[Referring expression data]
»»

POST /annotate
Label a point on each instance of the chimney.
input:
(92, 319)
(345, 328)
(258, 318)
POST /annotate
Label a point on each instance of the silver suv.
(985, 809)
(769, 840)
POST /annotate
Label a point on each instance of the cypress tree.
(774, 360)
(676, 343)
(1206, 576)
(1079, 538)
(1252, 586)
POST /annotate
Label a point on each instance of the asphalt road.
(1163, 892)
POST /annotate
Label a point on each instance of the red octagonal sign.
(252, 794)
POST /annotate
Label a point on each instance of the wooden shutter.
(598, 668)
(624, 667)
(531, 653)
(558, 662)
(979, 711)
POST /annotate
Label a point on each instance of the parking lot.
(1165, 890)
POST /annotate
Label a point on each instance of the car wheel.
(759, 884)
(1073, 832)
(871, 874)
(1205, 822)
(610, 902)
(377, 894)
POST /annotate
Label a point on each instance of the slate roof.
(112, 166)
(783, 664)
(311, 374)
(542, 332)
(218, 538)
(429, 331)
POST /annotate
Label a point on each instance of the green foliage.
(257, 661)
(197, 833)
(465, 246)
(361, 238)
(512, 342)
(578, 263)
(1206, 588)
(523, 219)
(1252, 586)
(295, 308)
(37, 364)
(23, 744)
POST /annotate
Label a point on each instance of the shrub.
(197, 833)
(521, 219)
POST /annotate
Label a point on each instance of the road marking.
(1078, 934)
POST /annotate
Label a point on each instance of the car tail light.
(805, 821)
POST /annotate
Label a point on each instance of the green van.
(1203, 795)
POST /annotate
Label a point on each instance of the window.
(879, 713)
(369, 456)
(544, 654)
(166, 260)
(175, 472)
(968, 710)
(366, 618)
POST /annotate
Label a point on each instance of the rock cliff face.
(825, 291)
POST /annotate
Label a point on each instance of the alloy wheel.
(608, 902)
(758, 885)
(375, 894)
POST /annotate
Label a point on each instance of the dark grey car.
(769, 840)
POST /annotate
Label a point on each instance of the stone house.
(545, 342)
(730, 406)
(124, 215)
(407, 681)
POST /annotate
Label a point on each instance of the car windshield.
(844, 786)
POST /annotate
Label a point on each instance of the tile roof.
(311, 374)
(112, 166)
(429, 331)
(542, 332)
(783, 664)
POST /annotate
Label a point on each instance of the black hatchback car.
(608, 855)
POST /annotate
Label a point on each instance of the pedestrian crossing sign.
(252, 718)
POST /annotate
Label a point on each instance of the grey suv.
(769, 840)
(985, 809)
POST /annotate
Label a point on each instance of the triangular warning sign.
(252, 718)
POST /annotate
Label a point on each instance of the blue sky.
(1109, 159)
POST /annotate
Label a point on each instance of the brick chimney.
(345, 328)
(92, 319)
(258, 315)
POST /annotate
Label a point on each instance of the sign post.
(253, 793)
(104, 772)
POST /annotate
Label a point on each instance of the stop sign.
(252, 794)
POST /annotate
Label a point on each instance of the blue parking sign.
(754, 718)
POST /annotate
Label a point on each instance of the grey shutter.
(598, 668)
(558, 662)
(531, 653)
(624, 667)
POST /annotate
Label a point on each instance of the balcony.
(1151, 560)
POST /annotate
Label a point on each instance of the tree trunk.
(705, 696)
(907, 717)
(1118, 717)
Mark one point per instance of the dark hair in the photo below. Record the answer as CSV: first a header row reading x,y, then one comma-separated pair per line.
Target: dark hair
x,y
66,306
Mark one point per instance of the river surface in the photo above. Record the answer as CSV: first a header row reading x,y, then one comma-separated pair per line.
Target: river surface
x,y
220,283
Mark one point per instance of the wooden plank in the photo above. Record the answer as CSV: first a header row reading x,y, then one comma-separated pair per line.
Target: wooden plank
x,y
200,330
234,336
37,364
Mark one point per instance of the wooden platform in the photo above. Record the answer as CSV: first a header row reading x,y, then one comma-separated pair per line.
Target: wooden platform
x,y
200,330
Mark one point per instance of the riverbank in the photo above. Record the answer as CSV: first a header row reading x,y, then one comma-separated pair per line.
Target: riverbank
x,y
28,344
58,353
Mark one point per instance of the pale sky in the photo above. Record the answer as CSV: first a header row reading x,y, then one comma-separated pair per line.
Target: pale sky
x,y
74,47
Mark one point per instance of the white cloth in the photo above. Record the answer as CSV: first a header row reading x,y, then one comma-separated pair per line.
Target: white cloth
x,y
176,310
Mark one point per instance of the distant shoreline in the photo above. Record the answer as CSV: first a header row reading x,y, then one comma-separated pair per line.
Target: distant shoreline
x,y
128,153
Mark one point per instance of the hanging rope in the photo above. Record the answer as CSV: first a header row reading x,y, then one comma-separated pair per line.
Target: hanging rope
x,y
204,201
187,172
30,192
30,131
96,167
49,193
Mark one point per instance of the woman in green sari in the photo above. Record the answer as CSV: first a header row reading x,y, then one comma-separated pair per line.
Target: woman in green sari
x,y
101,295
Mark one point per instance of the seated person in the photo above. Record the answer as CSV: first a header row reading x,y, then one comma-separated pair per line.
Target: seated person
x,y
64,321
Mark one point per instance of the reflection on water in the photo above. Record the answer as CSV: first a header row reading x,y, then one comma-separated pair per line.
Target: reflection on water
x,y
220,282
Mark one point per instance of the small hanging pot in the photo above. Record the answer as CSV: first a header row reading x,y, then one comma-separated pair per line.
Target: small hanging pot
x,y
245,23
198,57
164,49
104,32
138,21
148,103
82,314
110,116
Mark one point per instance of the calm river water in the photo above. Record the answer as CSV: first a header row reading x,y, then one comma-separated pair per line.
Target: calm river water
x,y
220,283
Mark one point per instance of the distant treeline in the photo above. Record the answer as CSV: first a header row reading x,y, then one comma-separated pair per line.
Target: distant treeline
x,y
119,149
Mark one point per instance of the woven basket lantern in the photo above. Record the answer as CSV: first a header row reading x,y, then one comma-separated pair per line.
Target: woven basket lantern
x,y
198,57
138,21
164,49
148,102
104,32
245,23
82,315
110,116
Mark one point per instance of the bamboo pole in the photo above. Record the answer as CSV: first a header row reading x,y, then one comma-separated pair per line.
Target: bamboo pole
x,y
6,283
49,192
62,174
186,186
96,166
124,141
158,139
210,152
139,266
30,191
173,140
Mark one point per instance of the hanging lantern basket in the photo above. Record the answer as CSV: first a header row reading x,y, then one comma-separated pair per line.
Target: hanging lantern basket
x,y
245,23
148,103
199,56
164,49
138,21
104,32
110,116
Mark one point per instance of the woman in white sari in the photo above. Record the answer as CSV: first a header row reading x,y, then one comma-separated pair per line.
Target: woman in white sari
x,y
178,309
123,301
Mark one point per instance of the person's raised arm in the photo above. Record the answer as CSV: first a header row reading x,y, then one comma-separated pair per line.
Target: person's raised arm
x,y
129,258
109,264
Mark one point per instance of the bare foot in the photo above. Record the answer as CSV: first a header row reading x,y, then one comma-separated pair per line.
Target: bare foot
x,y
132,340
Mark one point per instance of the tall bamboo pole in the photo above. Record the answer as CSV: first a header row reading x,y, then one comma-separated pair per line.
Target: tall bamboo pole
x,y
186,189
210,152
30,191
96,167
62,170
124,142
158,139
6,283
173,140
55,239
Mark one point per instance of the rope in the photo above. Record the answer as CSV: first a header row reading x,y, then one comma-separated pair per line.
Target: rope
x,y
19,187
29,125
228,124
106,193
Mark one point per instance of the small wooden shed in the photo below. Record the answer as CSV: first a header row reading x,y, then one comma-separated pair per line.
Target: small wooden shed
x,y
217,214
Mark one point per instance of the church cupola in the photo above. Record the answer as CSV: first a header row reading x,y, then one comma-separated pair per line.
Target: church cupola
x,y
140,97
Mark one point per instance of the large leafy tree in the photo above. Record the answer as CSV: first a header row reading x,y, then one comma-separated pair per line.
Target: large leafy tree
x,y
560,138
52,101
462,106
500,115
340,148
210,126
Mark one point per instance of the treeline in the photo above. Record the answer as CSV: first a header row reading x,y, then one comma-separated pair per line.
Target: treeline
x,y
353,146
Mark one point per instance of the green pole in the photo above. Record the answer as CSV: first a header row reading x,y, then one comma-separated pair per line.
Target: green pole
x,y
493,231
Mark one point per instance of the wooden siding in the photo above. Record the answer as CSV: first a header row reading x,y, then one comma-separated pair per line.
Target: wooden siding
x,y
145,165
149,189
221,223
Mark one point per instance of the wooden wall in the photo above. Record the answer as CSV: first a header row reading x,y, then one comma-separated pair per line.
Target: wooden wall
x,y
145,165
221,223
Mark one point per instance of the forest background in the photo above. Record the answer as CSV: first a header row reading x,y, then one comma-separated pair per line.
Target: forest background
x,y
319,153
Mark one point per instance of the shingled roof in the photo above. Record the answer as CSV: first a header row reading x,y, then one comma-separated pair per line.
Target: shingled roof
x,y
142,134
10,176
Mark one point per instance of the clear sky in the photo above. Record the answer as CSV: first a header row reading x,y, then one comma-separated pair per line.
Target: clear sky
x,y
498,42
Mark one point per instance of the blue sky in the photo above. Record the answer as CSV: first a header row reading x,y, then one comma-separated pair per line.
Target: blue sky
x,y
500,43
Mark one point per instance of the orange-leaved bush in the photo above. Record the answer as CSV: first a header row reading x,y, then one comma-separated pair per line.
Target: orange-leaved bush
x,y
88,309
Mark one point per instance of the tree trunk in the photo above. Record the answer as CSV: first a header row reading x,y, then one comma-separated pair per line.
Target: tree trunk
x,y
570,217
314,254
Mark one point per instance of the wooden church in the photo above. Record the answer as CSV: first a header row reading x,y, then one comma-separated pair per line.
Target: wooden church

««

To do – Find each line in the data above with the word "below", then copy it.

Your response –
Mark one point per instance of the dark hair in the photo below. Record the answer as CSV: first a header row reading x,y, then one comma-separated pair per line.
Mark one point per instance of the small wooden shed in the photo below. Record the answer as CSV: first a header row reading x,y, then one comma-separated pair per line.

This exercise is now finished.